_SOURCE TEXT_
[Start of section]

DEV Community

Mike
Mike

Posted on

My AI Agents Create Their Own Bug Fixes — But None of Them Have Credentials

Zero-trust duck room: a bouncer-proxy checks JWT tokens while a detective duck watches the fleet

In Part 1, I described the architecture of a fleet of single-purpose AI agents: one job per agent, containerized isolation, cheap LLMs for simple tasks, frontier models for reasoning, append-only logging, and a consistent proxy interface.

That's the skeleton. But architecture without security is just organized chaos with good diagrams.

Here's a stat that should keep you up at night: according to the State of AI Agent Security 2026 report, 45.6% of teams still use shared API keys for agent-to-agent authentication, and only 14.4% have full security approval for their entire AI agent fleet. We're building autonomous systems and authenticating them like it's 2019.

Here's the part that actually matters: how these agents do powerful things — querying sensitive data, creating pull requests, analyzing telemetry — without ever holding dangerous permissions. And how the system improves itself over time without anyone trusting a bot with a merge button.

To be precise about "no credentials": no stored API keys. No standing tokens. No secrets in environment variables, config files, or prompts. Credentials are minted per workflow run, injected into the sidecar proxy — never into the container — and expire within minutes. The agents cannot leak what they never hold.

[End of section]

_EXERCISE REQUIREMENTS_
Duplicate the passage of the AI agent security post between "Here's a stat" and "like it's 2019.", inclusive.

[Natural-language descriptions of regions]
[Start of section]

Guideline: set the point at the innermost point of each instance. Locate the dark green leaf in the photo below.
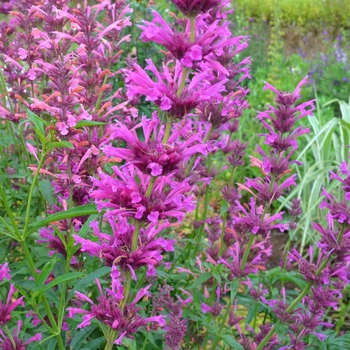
(44, 274)
(88, 280)
(234, 289)
(82, 123)
(232, 342)
(200, 280)
(80, 336)
(46, 190)
(62, 144)
(63, 278)
(84, 210)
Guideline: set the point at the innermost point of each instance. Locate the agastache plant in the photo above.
(124, 165)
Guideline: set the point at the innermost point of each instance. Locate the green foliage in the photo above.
(304, 13)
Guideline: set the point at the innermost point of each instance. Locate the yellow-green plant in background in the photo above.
(304, 13)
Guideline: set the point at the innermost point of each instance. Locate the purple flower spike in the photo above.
(4, 272)
(107, 310)
(9, 306)
(116, 249)
(126, 197)
(192, 8)
(164, 91)
(151, 156)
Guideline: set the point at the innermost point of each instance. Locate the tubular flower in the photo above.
(9, 306)
(107, 309)
(151, 156)
(6, 343)
(164, 92)
(124, 196)
(116, 249)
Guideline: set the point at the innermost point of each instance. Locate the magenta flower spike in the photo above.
(123, 196)
(192, 8)
(9, 306)
(108, 309)
(164, 91)
(4, 272)
(16, 343)
(151, 156)
(116, 249)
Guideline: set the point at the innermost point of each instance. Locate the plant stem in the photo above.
(54, 329)
(167, 130)
(204, 216)
(223, 322)
(193, 29)
(30, 196)
(247, 251)
(110, 340)
(294, 304)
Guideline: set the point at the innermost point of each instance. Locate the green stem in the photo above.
(223, 322)
(9, 334)
(55, 330)
(182, 82)
(127, 287)
(111, 339)
(247, 251)
(193, 29)
(9, 213)
(30, 196)
(294, 303)
(204, 216)
(150, 187)
(169, 124)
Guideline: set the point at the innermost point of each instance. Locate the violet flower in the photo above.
(126, 321)
(151, 156)
(192, 8)
(16, 343)
(116, 249)
(126, 197)
(4, 272)
(9, 306)
(164, 92)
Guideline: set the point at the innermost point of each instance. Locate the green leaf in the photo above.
(61, 144)
(232, 342)
(63, 278)
(81, 336)
(44, 274)
(223, 208)
(130, 343)
(84, 210)
(200, 280)
(46, 190)
(88, 279)
(37, 121)
(85, 228)
(234, 289)
(82, 123)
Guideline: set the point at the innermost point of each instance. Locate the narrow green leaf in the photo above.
(61, 144)
(85, 228)
(88, 280)
(81, 335)
(63, 278)
(45, 187)
(45, 272)
(82, 123)
(234, 289)
(37, 121)
(231, 342)
(84, 210)
(200, 280)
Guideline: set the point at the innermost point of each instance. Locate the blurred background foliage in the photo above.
(289, 39)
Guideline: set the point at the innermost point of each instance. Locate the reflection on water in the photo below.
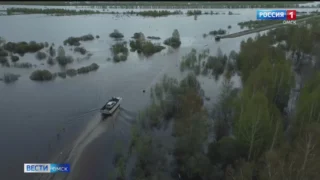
(32, 113)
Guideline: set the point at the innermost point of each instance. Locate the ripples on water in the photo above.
(32, 114)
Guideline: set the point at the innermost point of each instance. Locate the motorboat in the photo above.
(111, 106)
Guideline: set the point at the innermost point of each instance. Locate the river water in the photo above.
(40, 121)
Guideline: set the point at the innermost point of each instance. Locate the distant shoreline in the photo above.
(242, 33)
(159, 5)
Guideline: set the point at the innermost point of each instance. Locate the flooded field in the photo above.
(40, 120)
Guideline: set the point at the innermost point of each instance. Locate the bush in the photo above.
(87, 69)
(173, 42)
(4, 61)
(3, 53)
(120, 47)
(41, 55)
(137, 35)
(51, 61)
(119, 57)
(81, 50)
(52, 51)
(75, 41)
(218, 32)
(71, 72)
(41, 75)
(116, 34)
(23, 47)
(9, 77)
(64, 60)
(146, 47)
(153, 37)
(14, 58)
(22, 65)
(62, 75)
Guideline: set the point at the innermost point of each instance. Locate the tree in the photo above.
(61, 52)
(176, 34)
(222, 110)
(253, 127)
(308, 108)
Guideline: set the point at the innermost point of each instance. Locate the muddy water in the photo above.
(38, 121)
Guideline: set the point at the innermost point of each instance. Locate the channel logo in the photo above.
(276, 15)
(46, 168)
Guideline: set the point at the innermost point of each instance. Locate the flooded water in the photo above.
(41, 121)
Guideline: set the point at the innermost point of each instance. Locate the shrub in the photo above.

[End of section]

_SOLUTION TO THIS PROBLEM_
Here's a stat that should keep you up at night: according to the State of AI Agent Security 2026 report, 45.6% of teams still use shared API keys for agent-to-agent authentication, and only 14.4% have full security approval for their entire AI agent fleet. We're building autonomous systems and authenticating them like it's 2019.